# SHORT EXERCISE A
What is the maximum RAM a container can use, according to the Cloudflare Containers page below?

---------- SOURCE

Cloudflare Containers — 2nth.ai Skills

01 — OVERVIEW

WHAT ARE CLOUDFLARE CONTAINERS

Cloudflare Containers lets you run standard Docker containers as part of your Workers application. The Worker handles all the incoming requests, authentication, and routing — then hands off to a container when the work needs a full Linux environment, more memory, heavier CPU, or a specific runtime that V8 isolates can't provide.

The key difference from every other container platform: you don't deploy a container to a fixed server or cluster. Containers are spawned on demand, globally, and managed by a Durable Object that acts as the container's programmable lifecycle controller. When traffic stops, the container sleeps. When a request arrives, it wakes up within seconds.

Currently in beta — requires the Workers Paid plan ($5/month). The container itself bills by active usage (CPU-seconds, GiB-seconds, GB-seconds for disk).

Beta Status

Containers is in open beta as of early 2026. The API and configuration format may change before GA. Check developers.cloudflare.com/containers for the latest.

02 — DECISION GUIDE

CONTAINERS VS WORKERS

Workers (V8 isolates) remain the default. Use Containers when the work genuinely requires what Workers can't provide. The two are designed to compose — not compete.

Use Workers when

Request/response latency is critical — sub-millisecond cold start
You can write in JavaScript, TypeScript, or WebAssembly
The task completes in a single event loop turn
You need global distribution across 300+ PoPs
Storage via KV, D1, R2, Durable Objects is sufficient
CPU execution time under 30 seconds per request

Use Containers when

You need Python, Go, Rust, Java, or any language beyond JS/Wasm
The task is CPU-intensive (ML inference, image processing, video encoding)
You need more than 128 MB RAM — up to 16 GiB available
A full filesystem or specific Linux tools are required
You're running an existing Docker image without rewriting it
Long-running stateful sessions with session-affinity routing

The practical pattern: Worker handles auth, rate limiting, request parsing, and routing. Container handles the heavy computation. Worker calls container via fetch() on its exposed port — same as calling any internal service.

03 — ARCHITECTURE

HOW IT WORKS

Three layers compose to give you programmable container lifecycle management on the Cloudflare edge.

Request → Worker → Durable Object → Container

ClientBrowser / API

→

CF WorkerAuth, routing, logic

→

Durable ObjectLifecycle controller

→

ContainerYour Docker image

Worker

Ingress layer

Receives all external requests. Handles auth, parses the request, decides which container instance to route to, then proxies via fetch(). The Worker has no state — it's stateless by design.

Durable Object

Lifecycle controller

One Durable Object per container instance. It starts the container, holds the container handle, manages sleep/wake, passes environment variables, and executes hooks on status changes. class_name in wrangler.toml must match your DO class.

Container

Your workload

Standard Docker container. Must expose a port (typically 8080) and run as linux/amd64. Receives HTTP requests from the Durable Object. Full Linux environment — any language, any tool, any filesystem layout.

--------------------
---------- DATA SUPPLIED

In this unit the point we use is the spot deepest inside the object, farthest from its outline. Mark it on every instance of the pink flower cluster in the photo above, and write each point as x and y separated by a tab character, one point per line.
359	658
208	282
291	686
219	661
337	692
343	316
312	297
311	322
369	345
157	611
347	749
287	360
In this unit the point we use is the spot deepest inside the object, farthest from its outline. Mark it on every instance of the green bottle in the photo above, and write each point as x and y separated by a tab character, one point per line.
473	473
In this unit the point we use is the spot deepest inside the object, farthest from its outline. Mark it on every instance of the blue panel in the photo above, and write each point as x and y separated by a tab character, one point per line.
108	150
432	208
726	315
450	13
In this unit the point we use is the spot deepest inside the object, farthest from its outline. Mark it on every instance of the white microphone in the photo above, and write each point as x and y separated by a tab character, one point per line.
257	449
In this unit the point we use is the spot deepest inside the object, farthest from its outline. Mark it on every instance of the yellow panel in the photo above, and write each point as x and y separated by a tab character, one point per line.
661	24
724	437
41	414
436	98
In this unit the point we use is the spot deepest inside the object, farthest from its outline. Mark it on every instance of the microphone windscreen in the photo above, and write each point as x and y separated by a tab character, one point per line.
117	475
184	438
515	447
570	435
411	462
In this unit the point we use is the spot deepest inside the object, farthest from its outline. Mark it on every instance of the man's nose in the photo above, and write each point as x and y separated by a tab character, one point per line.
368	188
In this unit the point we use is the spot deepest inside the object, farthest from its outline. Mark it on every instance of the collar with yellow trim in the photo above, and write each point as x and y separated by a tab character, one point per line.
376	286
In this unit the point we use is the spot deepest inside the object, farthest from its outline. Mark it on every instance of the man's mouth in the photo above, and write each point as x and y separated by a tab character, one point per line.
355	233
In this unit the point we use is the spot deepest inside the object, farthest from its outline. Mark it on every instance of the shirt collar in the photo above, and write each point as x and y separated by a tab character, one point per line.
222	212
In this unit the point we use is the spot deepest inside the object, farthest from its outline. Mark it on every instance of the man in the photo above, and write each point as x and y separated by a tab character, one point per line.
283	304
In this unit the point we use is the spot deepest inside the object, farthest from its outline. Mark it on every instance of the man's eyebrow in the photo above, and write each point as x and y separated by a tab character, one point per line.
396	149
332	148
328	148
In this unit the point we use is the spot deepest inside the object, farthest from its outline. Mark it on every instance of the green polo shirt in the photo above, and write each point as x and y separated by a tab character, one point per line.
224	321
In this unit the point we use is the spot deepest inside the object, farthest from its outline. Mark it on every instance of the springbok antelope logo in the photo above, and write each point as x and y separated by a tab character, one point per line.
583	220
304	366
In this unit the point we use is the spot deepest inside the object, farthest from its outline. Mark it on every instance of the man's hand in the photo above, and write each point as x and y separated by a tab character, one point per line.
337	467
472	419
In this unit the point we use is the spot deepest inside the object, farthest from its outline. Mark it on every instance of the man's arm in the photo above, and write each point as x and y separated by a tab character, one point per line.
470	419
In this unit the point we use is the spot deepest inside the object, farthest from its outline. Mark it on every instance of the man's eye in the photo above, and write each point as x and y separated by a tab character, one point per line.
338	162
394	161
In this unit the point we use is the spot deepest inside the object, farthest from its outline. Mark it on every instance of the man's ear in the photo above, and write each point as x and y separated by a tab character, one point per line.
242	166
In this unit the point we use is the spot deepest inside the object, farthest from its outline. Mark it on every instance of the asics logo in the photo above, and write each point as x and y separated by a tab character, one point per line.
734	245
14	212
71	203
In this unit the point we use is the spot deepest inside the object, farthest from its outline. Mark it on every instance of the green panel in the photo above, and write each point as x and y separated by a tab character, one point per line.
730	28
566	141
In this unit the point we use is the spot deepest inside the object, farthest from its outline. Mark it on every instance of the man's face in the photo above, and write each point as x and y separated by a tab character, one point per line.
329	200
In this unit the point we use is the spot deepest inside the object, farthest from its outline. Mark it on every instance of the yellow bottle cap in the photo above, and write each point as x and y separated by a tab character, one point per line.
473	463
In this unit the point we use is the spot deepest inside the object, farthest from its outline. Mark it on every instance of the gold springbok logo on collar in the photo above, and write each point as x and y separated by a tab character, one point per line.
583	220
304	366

--------------------

# SHORT EXERCISE B
Count the lines in the entries above that contain the string "logo", treating uppercase and lowercase as different. Give only the number.

# EXERCISE OUTPUT A
Up to 16 GiB.

# EXERCISE OUTPUT B
3